[EXERCISE TASK]
In the part of the material that opens with the line containing "tag: bridge parapet" and closes with the line containing "M162 80L168 80L173", change "evenodd" to "nonzero" and give back only those lines, with everything else left as it is.

[SUPPLIED RECORDS]
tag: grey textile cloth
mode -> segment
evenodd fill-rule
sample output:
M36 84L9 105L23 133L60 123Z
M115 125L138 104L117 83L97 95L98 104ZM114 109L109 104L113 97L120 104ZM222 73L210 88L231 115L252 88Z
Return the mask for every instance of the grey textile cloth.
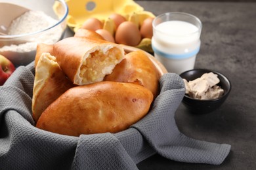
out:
---
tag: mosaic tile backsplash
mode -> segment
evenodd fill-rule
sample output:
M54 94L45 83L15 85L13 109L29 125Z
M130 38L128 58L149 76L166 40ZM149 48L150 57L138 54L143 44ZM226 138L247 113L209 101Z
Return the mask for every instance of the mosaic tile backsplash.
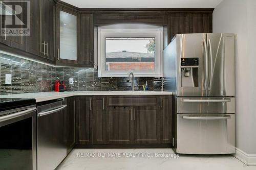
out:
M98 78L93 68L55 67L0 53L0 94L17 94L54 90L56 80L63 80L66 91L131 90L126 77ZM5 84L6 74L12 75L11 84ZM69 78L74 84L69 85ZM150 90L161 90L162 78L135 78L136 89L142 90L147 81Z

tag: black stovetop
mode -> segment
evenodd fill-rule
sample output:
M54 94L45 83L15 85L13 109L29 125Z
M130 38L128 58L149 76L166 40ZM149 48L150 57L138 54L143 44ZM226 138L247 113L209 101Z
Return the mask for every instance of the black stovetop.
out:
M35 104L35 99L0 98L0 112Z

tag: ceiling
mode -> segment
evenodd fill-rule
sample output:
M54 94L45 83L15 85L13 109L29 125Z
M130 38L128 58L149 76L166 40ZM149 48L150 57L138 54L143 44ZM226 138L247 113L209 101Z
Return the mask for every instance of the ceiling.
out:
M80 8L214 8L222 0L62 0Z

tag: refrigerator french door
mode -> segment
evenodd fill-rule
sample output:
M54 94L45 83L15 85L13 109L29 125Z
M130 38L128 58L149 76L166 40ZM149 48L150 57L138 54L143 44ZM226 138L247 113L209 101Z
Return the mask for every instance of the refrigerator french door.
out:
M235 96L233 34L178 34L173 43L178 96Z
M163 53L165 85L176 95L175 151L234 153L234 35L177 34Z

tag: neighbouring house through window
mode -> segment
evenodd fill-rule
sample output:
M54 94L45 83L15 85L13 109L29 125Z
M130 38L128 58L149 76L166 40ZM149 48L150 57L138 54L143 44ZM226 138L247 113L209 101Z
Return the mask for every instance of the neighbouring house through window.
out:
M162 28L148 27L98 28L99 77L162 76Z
---
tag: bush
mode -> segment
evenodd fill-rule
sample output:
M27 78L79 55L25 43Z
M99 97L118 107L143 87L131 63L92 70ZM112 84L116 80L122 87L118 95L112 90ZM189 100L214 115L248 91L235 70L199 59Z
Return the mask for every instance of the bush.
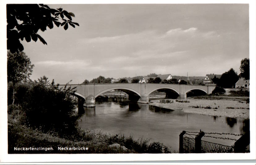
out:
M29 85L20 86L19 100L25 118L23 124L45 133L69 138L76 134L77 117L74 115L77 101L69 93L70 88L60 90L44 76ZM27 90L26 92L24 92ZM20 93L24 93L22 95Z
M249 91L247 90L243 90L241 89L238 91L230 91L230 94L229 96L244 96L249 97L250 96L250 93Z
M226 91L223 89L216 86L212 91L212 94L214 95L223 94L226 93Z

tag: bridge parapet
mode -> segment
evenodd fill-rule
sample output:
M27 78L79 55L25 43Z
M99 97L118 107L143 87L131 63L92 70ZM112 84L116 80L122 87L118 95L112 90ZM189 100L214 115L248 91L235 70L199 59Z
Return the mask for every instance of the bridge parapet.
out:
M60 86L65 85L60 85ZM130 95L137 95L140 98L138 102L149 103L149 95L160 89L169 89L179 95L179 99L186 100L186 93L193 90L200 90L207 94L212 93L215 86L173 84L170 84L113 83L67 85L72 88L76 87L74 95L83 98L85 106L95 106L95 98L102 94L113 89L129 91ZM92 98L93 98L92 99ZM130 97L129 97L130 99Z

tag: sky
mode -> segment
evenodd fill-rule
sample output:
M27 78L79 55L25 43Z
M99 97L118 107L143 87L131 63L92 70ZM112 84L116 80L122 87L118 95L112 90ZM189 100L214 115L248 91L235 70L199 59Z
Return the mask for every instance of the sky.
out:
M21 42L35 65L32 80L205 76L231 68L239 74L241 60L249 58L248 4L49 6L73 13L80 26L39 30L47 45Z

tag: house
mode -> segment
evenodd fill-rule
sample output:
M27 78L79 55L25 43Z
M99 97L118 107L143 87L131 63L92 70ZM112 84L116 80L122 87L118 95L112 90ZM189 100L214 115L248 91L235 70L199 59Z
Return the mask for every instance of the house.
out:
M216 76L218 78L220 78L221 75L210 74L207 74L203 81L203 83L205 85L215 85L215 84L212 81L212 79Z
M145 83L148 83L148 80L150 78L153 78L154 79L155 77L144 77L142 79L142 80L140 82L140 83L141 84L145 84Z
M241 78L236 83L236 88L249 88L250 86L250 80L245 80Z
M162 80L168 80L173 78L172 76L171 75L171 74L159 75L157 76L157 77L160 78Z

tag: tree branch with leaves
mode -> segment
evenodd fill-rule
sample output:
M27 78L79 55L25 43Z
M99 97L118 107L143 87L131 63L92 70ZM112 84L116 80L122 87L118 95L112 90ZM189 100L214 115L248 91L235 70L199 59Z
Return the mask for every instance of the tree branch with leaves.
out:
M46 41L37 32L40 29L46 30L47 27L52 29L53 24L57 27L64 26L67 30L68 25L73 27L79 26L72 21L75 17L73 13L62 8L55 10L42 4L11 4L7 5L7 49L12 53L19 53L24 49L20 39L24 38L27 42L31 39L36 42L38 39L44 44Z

[TASK RESPONSE]
tag: bridge parapet
mode -> segment
nonzero fill-rule
sample output:
M27 78L79 55L25 43Z
M99 97L118 107L143 87L131 63L92 70ZM112 84L116 80L122 87L118 95L112 90ZM189 100L214 115L248 91L235 70L199 59Z
Return the mask for every instance of the bridge parapet.
out:
M60 86L65 85L60 85ZM130 95L137 95L140 98L138 102L149 103L149 95L160 89L169 89L179 95L179 99L186 100L186 93L193 90L200 90L207 94L212 93L215 86L173 84L170 84L113 83L67 85L72 88L76 87L74 95L83 98L85 106L95 106L95 98L102 94L113 89L129 91ZM92 98L93 98L92 99ZM130 97L129 97L130 99Z

tag: sky
mode -> segment
nonzero fill-rule
sample output:
M27 78L79 55L25 43Z
M99 97L118 107L143 87L131 63L92 70ZM112 84L116 80L122 87L118 95L112 90ZM189 100L214 115L248 91L235 70L199 59Z
Return the mask for every instance of the sky.
out:
M21 42L35 65L32 80L205 76L231 68L239 74L241 60L249 58L248 4L49 6L73 13L80 26L39 30L47 45Z

tag: house
mode -> segment
nonzero fill-rule
sample output:
M27 78L79 55L25 43Z
M99 97L118 107L143 87L131 63L92 70ZM112 84L116 80L122 87L118 95L112 90ZM189 100L214 115L248 91L235 70L199 59Z
Return the mask for every instance of the house.
out:
M216 76L218 78L220 78L221 75L210 74L207 74L203 81L203 83L205 85L215 85L215 84L212 81L212 79Z
M145 83L148 83L148 80L150 78L153 78L154 79L155 77L144 77L142 79L142 80L140 82L140 83L141 84L145 84Z
M241 78L236 83L236 88L249 88L250 86L250 80L245 80Z
M162 80L168 80L173 78L172 76L171 75L171 74L159 75L157 76L157 77L160 78Z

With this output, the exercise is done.